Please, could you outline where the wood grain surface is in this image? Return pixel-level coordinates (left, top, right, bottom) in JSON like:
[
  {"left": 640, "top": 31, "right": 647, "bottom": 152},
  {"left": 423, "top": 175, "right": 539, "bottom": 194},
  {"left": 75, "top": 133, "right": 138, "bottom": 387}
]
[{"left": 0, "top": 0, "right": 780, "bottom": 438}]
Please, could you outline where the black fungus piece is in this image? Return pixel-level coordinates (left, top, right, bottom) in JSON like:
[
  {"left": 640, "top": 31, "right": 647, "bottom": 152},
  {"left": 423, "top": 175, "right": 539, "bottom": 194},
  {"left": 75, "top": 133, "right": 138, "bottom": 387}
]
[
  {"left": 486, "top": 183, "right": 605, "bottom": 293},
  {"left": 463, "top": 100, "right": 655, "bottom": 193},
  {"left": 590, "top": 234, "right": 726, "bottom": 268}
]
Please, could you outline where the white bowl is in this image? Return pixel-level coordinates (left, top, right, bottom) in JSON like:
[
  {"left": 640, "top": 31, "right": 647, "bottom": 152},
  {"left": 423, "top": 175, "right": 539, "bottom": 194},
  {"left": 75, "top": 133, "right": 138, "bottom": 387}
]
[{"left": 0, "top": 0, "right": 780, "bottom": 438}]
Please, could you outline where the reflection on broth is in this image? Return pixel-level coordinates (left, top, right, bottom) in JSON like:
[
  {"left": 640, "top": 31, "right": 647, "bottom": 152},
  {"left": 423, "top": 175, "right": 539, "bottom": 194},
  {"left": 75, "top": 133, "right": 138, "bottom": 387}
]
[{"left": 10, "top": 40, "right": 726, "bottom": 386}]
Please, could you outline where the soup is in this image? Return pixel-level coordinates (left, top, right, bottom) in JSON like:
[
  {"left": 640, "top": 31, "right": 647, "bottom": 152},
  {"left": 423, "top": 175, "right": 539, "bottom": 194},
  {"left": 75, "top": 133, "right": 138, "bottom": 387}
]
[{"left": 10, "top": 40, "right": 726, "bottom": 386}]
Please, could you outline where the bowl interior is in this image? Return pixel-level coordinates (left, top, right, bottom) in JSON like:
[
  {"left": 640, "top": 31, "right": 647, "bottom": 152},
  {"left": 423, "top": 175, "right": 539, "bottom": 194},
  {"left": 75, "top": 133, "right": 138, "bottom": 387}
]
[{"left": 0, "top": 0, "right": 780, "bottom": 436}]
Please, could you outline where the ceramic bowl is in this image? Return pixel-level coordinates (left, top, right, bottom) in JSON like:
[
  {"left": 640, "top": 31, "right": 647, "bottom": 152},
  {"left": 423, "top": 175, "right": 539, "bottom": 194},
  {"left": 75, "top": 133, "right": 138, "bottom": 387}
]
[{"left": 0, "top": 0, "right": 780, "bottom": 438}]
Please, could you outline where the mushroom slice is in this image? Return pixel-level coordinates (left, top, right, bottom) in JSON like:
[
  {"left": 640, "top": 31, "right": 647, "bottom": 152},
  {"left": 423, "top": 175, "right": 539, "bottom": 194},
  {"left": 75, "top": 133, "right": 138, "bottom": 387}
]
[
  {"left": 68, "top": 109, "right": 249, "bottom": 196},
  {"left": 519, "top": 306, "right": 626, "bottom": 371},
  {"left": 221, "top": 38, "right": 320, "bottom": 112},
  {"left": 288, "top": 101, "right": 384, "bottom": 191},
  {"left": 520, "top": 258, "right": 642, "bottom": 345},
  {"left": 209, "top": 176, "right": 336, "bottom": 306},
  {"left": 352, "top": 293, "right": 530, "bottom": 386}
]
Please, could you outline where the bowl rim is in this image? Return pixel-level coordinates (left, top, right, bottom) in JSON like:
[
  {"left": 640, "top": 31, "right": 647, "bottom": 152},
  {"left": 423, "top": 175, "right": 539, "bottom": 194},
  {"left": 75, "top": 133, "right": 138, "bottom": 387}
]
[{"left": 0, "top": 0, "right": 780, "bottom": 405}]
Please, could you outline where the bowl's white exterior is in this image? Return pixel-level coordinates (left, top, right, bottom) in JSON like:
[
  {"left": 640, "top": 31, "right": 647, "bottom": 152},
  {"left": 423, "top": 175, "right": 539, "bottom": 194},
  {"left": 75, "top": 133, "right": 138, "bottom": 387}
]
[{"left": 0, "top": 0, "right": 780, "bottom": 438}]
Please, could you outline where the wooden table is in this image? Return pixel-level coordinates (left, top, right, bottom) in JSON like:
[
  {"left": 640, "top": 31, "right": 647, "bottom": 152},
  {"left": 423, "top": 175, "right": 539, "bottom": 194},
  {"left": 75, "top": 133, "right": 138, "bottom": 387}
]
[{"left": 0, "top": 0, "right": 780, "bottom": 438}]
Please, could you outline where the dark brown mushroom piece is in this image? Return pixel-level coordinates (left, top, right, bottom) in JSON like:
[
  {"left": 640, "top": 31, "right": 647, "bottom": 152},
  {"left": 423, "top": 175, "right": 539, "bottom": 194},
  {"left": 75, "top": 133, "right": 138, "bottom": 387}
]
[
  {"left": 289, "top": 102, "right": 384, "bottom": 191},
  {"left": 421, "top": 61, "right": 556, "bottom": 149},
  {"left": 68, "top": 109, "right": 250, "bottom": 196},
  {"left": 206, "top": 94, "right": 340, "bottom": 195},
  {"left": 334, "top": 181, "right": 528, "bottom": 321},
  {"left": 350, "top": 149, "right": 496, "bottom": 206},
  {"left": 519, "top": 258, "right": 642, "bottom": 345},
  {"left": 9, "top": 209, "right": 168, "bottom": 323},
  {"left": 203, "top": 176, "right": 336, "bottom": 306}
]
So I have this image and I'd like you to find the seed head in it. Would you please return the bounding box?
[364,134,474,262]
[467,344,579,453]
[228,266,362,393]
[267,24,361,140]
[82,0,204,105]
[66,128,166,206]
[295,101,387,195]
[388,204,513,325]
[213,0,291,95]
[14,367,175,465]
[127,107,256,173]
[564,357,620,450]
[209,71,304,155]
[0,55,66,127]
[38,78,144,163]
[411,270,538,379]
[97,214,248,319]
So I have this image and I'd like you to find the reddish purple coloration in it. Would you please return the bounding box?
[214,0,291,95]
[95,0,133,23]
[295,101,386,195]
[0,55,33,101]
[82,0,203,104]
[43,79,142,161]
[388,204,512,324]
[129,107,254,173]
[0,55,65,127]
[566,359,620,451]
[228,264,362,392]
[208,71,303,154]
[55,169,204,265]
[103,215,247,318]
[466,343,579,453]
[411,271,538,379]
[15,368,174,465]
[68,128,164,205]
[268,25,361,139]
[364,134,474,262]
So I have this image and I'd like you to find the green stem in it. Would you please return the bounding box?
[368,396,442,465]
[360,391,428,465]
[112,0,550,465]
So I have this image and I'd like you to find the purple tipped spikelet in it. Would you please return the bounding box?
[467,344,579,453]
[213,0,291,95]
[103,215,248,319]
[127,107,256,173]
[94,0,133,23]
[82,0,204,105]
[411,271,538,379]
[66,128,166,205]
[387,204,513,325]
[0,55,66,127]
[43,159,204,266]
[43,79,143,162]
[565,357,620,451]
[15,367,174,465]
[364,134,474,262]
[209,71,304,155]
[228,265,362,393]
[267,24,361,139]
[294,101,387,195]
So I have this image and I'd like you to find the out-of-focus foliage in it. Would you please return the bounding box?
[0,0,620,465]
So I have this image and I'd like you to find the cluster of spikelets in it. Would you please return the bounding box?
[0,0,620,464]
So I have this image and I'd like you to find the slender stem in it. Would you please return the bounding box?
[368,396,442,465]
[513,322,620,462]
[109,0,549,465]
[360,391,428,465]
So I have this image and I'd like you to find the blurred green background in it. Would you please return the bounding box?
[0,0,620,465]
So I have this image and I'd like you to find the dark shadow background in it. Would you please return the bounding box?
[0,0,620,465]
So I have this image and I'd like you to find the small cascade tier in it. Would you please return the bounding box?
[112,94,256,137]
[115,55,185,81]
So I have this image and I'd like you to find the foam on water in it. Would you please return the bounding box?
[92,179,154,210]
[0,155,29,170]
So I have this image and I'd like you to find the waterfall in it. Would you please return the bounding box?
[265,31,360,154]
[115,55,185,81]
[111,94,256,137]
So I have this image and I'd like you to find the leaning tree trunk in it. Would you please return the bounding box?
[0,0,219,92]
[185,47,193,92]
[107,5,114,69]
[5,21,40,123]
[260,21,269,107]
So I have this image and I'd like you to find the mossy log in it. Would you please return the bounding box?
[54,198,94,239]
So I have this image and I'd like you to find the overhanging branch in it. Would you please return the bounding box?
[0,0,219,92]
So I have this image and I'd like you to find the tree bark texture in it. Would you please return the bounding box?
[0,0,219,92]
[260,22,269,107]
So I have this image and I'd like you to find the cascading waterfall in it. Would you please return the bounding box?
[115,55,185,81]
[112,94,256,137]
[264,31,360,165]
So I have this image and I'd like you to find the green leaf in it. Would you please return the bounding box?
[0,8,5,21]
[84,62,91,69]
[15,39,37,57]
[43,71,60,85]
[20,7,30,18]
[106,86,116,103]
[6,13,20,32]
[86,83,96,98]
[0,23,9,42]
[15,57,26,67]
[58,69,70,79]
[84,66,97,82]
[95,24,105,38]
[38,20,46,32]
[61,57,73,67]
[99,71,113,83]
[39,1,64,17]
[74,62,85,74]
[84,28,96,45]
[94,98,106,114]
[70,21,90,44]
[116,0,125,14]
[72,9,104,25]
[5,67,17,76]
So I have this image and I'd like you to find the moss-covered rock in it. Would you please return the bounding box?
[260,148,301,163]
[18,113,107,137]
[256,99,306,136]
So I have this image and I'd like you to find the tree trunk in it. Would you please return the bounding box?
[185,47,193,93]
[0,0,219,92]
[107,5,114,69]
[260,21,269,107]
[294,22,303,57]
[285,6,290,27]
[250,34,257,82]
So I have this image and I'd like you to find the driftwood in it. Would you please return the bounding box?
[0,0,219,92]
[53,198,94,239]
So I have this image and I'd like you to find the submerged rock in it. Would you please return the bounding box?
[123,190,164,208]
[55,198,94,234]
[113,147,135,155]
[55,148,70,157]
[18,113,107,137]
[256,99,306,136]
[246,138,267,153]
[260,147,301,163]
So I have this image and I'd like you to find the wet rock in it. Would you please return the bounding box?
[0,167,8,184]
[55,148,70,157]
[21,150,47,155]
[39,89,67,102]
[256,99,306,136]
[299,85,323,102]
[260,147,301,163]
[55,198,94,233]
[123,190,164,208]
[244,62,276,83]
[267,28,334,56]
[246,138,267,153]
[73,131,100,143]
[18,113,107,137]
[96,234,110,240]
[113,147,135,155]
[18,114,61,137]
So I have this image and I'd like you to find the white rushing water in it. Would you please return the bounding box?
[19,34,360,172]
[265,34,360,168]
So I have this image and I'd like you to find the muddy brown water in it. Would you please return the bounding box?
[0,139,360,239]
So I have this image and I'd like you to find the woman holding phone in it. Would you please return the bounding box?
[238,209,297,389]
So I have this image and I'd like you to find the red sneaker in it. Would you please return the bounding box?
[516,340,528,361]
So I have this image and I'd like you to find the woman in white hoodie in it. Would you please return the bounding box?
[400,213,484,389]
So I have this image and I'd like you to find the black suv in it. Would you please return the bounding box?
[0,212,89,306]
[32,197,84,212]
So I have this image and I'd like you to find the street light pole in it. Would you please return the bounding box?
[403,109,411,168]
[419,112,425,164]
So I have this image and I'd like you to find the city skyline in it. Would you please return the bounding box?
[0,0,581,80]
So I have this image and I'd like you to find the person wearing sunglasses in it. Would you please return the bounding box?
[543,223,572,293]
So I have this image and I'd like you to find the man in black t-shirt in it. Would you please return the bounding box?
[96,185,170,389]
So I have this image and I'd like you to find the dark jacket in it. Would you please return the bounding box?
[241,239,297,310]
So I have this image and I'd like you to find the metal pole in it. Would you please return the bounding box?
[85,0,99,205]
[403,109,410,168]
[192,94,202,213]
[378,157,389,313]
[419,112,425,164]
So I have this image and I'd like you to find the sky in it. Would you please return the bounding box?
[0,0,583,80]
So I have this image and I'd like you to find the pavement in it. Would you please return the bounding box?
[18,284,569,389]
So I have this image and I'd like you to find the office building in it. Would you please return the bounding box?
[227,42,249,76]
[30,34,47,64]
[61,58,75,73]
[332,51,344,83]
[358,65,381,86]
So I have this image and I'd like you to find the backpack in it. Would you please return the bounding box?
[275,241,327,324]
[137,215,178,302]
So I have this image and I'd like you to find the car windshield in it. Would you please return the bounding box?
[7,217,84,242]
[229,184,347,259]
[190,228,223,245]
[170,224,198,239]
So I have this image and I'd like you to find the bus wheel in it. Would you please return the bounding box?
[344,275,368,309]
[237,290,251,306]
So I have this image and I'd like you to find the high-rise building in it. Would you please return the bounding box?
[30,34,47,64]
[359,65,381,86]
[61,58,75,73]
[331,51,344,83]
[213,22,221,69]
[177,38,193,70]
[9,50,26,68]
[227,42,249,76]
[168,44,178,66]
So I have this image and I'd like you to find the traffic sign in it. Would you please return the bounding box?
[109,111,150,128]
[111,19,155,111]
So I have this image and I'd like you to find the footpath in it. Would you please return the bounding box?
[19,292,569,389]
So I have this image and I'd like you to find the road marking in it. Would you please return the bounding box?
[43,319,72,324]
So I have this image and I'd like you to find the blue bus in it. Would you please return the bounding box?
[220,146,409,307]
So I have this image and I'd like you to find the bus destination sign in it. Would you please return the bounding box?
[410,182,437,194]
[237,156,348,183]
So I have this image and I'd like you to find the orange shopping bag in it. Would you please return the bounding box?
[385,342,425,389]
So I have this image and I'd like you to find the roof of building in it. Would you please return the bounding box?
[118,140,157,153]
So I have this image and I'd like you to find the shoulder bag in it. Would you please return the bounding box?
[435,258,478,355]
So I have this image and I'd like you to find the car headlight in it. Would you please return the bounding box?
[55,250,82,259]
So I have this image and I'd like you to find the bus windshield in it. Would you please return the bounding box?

##########

## What is expected
Please identify and copy every line of the entries above that contains the string "sign", treating uppercase and lowercase as different.

## Result of this task
So I have this image and I'd like you to find the traffic sign in it. Would you please return the bounding box?
So I have this image and I'd like you to find the bus destination sign in it. Would you please return the bounding box?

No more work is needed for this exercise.